Hi,
I’ve been working on this “Merging data from two databases” problem on and off. There is an early prototype (unfortunately only with a Swedish UI) available at https://rgd.dis.se/
There you can load 2 or more gedcom-files, match them automatically with uncertain matches marked as ‘manual’ where you have to decide if it’s a match or not by yourself.
After all manual matches are processed you can merge the 2 trees and export the merged tree as a new Gedcom-file.
The system has been used to merge trees with several 10s of thousands persons, so it works fairly good.
Matching is based on a kind of AI (machine learning using SVM).
I would love to have something similar as a Gramps plugin and have started to see if I could do it (with a simpler version of the matching), but soon got stuck because my UI skills (specially Gtk etc) and my knowledge of Gramps internals is not very good. I came a bit on the way but it’s not ready for use yet.
I’m still playing with this Gramps plugin from time to time but it’s slow work …
Noticed the following in the DIS project roadmap :
Have you considered sharing an alpha version via a GitHub repository? I expect we would have volunteers to help with the GUI & Gramps internals. Whether that was ‘feedback’ or ‘coding help’ would be up to you.
Nice! My Swedish goes no further than IKEA product names, but I discovered that when I try to imagine how words sound, I hear enough similarities with my own language (Dutch), English, and German, to get an idea of the workflow, which is uploading a file, and process it, following the steps in paragraph 1-3, and then following the same procedure for another file, before moving to 4, for automatic matching, and then move to 8 to download a merged GEDCOM. Is that right?

▬▬▬▬▬▬▬▬▬▬

Brief A:
List every human language named in the forum thread on merging genealogy databases.
Brief B:
Write the next reply in the forum thread on merging genealogy databases, picking up after its final post.

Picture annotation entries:

▬▬▬▬▬▬▬▬▬▬

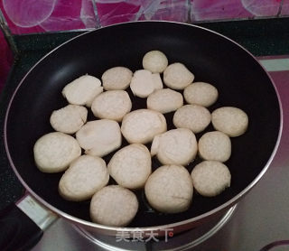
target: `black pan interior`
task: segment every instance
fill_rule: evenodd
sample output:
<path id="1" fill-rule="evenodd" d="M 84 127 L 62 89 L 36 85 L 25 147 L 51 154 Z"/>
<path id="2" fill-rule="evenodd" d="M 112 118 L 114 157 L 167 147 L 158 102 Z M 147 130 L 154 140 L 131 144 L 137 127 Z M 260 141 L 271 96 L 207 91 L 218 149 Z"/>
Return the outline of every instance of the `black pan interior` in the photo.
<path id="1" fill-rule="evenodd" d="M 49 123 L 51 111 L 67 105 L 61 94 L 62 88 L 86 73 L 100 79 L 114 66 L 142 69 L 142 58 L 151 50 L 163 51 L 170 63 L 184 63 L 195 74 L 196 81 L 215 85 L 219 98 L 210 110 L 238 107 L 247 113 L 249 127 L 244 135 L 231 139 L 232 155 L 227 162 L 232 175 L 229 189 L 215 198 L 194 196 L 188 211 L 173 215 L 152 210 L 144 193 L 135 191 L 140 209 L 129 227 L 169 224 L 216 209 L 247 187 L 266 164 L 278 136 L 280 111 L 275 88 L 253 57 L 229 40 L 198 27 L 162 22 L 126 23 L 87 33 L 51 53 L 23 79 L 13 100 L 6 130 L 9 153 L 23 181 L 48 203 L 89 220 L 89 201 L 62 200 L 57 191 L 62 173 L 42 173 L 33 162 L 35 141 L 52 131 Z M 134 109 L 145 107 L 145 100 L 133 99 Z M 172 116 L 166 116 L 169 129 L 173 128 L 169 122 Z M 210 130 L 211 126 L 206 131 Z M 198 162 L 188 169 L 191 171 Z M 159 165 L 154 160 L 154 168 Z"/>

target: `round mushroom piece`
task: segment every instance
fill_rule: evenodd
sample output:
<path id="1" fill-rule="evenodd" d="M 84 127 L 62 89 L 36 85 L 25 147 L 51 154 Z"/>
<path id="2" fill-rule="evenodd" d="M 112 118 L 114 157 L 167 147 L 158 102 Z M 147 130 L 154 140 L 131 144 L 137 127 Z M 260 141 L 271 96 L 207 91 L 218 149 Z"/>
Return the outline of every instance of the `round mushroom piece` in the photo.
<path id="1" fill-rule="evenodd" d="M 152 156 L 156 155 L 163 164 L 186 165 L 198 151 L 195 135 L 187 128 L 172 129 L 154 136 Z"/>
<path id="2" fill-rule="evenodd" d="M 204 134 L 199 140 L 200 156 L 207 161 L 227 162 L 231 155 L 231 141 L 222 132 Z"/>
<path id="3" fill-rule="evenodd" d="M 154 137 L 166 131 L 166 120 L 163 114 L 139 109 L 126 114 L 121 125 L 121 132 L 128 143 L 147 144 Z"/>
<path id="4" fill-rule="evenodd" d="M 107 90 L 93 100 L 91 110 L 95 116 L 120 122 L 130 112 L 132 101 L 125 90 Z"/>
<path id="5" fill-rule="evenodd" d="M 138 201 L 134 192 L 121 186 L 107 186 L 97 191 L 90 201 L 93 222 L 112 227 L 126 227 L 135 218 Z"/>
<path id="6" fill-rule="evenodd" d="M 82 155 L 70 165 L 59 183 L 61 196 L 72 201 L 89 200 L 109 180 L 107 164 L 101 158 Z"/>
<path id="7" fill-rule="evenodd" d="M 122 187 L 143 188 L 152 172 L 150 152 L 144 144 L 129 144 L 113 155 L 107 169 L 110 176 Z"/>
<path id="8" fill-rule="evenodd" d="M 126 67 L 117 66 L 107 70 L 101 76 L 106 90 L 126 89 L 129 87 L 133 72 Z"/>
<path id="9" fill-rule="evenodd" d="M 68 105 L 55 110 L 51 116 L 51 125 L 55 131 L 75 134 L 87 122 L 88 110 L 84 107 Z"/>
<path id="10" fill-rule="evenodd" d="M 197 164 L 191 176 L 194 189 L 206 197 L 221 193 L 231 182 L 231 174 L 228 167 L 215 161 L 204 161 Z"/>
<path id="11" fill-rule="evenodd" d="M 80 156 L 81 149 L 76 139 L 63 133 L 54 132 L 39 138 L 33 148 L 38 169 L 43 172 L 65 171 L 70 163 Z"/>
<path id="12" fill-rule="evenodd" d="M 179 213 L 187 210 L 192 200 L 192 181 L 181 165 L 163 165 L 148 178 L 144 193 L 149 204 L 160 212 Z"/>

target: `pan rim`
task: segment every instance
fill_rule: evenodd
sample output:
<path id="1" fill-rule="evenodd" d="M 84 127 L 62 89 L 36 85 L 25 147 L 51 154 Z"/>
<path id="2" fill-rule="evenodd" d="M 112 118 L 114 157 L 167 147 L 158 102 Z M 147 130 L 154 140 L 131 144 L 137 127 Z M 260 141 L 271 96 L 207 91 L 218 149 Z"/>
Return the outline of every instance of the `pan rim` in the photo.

▬▬▬▬▬▬▬▬▬▬

Final answer A:
Swedish, Dutch, English, German

Final answer B:
One question for now: Can the code be run in a Linux shell, without a web service?
Noticed the following in the DIS project roadmap :
Unfortunately the DIS project has stopped
But I have been playing with the ideas on and off for the last few years.
Have you considered sharing an alpha version via a GitHub repository? I expect we would have volunteers to help with the GUI & Gramps internals. Whether that was ‘feedback’ or ‘coding help’ would be up to you.
I will clean up the code a little (it’s full of out-commented experiments) and put put it in my Github repository, if thats OK?
And I’d be very happy to work in a collaborative effort to get this to something usefull.
Nice! My Swedish goes no further than IKEA product names, but I discovered that when I try to imagine how words sound, I hear enough similarities with my own language (Dutch), English, and German, to get an idea of the workflow, which is uploading a file, and process it, following the steps in paragraph 1-3, and then following the same procedure for another file, before moving to 4, for automatic matching, and then move to 8 to download a merged GEDCOM. Is that right?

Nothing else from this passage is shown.